→ Your instructions: Swap "even-odd" for "nonzero" everywhere it occurs in the rows below, and reproduce them otherwise unchanged.

<<<<

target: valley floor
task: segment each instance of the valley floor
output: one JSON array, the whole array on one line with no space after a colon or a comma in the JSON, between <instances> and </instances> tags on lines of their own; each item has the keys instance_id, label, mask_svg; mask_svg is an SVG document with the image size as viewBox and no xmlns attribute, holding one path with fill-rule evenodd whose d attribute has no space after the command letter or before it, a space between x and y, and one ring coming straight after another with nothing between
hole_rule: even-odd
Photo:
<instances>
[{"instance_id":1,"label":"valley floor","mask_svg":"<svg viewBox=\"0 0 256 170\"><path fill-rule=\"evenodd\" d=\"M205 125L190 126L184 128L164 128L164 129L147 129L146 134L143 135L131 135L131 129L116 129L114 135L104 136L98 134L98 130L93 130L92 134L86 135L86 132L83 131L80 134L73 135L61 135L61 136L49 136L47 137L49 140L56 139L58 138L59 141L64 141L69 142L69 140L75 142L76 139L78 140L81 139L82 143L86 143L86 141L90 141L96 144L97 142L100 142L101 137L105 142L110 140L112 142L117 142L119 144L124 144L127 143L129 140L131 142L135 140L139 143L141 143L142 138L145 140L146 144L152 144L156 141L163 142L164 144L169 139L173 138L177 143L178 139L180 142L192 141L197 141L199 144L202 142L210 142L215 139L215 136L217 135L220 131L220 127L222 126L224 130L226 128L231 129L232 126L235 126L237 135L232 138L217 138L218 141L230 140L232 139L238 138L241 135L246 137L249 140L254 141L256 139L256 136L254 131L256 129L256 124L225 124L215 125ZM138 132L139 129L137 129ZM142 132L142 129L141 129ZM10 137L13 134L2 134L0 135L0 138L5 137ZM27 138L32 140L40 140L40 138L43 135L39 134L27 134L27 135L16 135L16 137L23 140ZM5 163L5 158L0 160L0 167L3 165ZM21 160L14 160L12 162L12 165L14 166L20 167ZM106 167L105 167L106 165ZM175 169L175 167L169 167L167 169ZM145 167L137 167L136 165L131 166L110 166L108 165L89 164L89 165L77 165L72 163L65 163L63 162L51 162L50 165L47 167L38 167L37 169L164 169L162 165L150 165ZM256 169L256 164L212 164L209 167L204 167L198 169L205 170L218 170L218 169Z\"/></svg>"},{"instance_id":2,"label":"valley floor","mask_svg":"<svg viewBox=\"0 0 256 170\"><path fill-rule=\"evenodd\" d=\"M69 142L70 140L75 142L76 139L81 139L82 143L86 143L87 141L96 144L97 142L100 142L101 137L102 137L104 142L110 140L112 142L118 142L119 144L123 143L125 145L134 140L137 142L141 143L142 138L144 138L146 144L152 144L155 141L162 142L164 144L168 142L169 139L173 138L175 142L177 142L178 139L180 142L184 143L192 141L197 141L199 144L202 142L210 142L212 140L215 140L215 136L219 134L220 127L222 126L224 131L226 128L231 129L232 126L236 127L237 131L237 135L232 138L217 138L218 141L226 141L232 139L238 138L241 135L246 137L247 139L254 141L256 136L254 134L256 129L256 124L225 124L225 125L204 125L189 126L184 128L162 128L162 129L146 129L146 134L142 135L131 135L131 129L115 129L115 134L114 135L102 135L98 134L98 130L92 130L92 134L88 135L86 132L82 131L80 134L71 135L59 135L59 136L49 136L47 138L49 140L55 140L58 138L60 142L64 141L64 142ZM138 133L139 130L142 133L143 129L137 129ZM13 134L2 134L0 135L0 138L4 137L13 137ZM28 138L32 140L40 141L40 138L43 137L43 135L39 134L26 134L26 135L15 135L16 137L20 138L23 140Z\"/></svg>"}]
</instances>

>>>>

→ Expected answer:
target: valley floor
task: segment each instance of the valley floor
output: one JSON array, the whole array on one line with no space after a colon or a comma in the JSON, between <instances> and </instances> tags on lines of their own; each item has the keys instance_id, label, mask_svg; mask_svg is an SVG document with the image size as viewBox and no xmlns attribute, holding one path with fill-rule evenodd whose d attribute has no space after the command letter or before it, a space between x and y, and one ring coming straight after another with nothing between
hole_rule: nonzero
Photo:
<instances>
[{"instance_id":1,"label":"valley floor","mask_svg":"<svg viewBox=\"0 0 256 170\"><path fill-rule=\"evenodd\" d=\"M205 125L190 126L184 128L164 128L164 129L147 129L146 134L143 135L131 135L131 129L116 129L114 135L104 136L98 134L98 130L93 130L92 134L86 135L86 132L83 131L80 134L73 135L61 135L61 136L49 136L47 137L49 140L56 139L58 138L59 141L64 141L69 142L69 140L75 142L76 139L78 140L81 139L82 143L86 143L86 141L90 141L96 144L97 142L100 142L101 137L105 142L110 140L112 142L117 142L119 144L124 144L127 143L129 140L131 142L135 140L139 143L141 143L142 138L145 140L146 144L152 144L156 141L163 142L164 144L169 139L173 138L177 143L178 139L180 142L192 141L197 141L199 144L202 142L210 142L215 139L215 136L217 135L220 131L220 127L222 126L224 130L226 128L231 129L232 126L235 126L237 135L232 138L217 138L218 141L230 140L232 139L238 138L241 135L246 137L249 140L254 141L256 139L256 136L254 131L256 129L256 124L225 124L215 125ZM138 132L139 129L137 129ZM142 132L142 129L141 129ZM10 137L13 134L2 134L0 135L0 138L5 137ZM27 138L32 140L40 140L40 138L43 135L39 134L27 134L27 135L16 135L16 137L23 140ZM5 163L5 158L0 160L0 167L3 165ZM21 160L14 160L12 162L12 165L14 166L20 167ZM106 167L105 167L106 165ZM175 169L175 167L169 167L167 169ZM145 167L137 167L136 165L131 166L110 166L108 165L89 164L89 165L77 165L72 163L65 163L63 162L51 162L50 165L47 167L38 167L37 169L164 169L162 165L150 165ZM256 169L256 164L212 164L209 167L204 167L198 169L205 170L218 170L218 169Z\"/></svg>"},{"instance_id":2,"label":"valley floor","mask_svg":"<svg viewBox=\"0 0 256 170\"><path fill-rule=\"evenodd\" d=\"M69 142L70 140L75 142L76 139L81 139L82 143L86 143L87 141L96 144L97 142L100 142L101 137L102 137L104 142L110 140L112 142L118 142L119 144L123 143L125 145L134 140L137 142L141 143L142 138L144 138L146 144L152 144L155 141L162 142L164 144L168 142L169 139L173 138L175 142L177 142L178 139L180 142L184 143L192 141L197 141L199 144L202 142L210 142L212 140L215 140L215 136L219 134L220 127L222 126L224 131L226 128L231 129L232 126L236 127L237 131L237 135L232 138L217 138L218 141L226 141L232 139L238 138L241 135L246 137L247 139L254 141L256 136L254 134L256 129L256 124L225 124L225 125L204 125L189 126L184 128L162 128L162 129L146 129L146 134L142 135L131 135L131 129L115 129L115 134L114 135L102 135L98 134L98 130L92 130L92 134L88 135L86 132L82 131L80 134L71 135L59 135L59 136L49 136L47 138L49 140L55 140L58 138L60 142L64 141L64 142ZM138 133L139 130L142 133L143 129L137 129ZM13 134L2 134L0 135L0 138L4 137L13 137ZM28 138L32 140L40 141L40 138L43 137L43 135L39 134L26 134L26 135L15 135L16 137L20 138L23 140Z\"/></svg>"}]
</instances>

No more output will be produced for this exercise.